══ Document text ══

Re: [PATCH rdma-next 00/13] Elastic Fabric Adapter (EFA) driver

[Date Prev][Date Next][Thread Prev][Thread Next][Date Index][Thread Index]

 



On 04-Dec-18 14:04, Gal Pressman wrote:
> Hello all,
> The following patchset introduces the Elastic Fabric Adapter (EFA) driver, that
> was pre-announced by Amazon [1].
> 
> EFA is a networking adapter designed to support user space network
> communication, initially offered in the Amazon EC2 environment. First release
> of EFA supports datagram send/receive operations and does not support
> connection-oriented or read/write operations.
> 
> EFA supports unreliable datagrams (UD) as well as a new unordered, scalable
> reliable datagram protocol (SRD). SRD provides support for reliable datagrams
> and more complete error handling than typical RD, but, unlike RD, it does not
> support ordering nor segmentation. A new queue pair type, IB_QPT_SRD, is added
> to expose this new queue pair type.
> User verbs are supported via a dedicated userspace libfabric provider.
> Kernel verbs and in-kernel services are initially not supported.
> 
> EFA enabled EC2 instances have two different devices allocated, one for ENA
> (netdev) and one for EFA, the two are separate pci devices with no in-kernel
> communication between them.

═══

Copy the EFA patchset announcement, starting at "On 04-Dec-18 14:04, Gal" and ending at "or read/write operations.", and switch each "Amazon" to "AWS". The listing below comes from a separate source and has no connection to the EFA patchset announcement.

══ Data rows ══

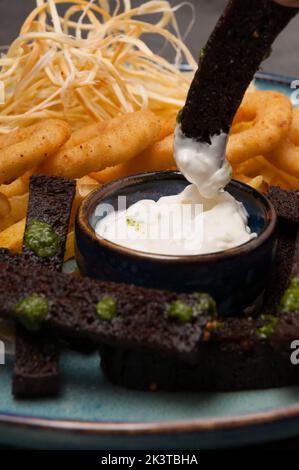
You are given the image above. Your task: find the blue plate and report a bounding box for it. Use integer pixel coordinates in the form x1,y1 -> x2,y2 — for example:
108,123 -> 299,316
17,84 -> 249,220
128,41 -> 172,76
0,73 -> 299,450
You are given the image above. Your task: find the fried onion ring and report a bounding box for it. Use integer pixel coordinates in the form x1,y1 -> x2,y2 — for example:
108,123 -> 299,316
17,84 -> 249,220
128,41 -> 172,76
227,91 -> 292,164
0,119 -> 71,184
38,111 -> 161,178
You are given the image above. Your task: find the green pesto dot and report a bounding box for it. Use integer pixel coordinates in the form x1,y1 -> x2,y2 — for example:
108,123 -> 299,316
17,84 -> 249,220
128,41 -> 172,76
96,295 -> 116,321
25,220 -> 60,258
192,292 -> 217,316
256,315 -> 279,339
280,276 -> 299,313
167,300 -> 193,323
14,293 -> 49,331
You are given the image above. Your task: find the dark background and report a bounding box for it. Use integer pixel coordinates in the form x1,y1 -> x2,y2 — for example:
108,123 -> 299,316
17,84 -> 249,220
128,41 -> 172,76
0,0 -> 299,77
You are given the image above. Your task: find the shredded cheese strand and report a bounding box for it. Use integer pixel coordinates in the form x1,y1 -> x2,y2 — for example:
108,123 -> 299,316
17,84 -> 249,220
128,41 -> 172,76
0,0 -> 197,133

═══
══ Data rows ══

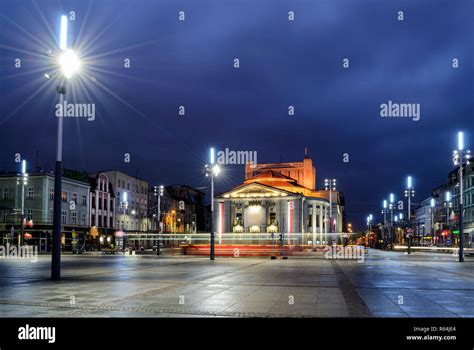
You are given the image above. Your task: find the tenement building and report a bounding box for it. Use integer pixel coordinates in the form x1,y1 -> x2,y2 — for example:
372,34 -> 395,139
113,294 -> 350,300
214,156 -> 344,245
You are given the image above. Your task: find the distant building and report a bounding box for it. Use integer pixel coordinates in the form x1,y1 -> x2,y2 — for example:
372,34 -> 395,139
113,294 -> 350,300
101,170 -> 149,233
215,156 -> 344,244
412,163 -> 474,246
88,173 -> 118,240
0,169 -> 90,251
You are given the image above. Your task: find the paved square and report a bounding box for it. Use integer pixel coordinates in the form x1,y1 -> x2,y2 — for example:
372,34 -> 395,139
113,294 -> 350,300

═══
══ Data rows ══

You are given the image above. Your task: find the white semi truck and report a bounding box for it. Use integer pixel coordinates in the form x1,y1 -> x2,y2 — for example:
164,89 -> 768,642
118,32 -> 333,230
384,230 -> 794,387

═══

◆ Final result ◆
On 04-Dec-18 14:04, Gal Pressman wrote:
> Hello all,
> The following patchset introduces the Elastic Fabric Adapter (EFA) driver, that
> was pre-announced by AWS [1].
> 
> EFA is a networking adapter designed to support user space network
> communication, initially offered in the AWS EC2 environment. First release
> of EFA supports datagram send/receive operations and does not support
> connection-oriented or read/write operations.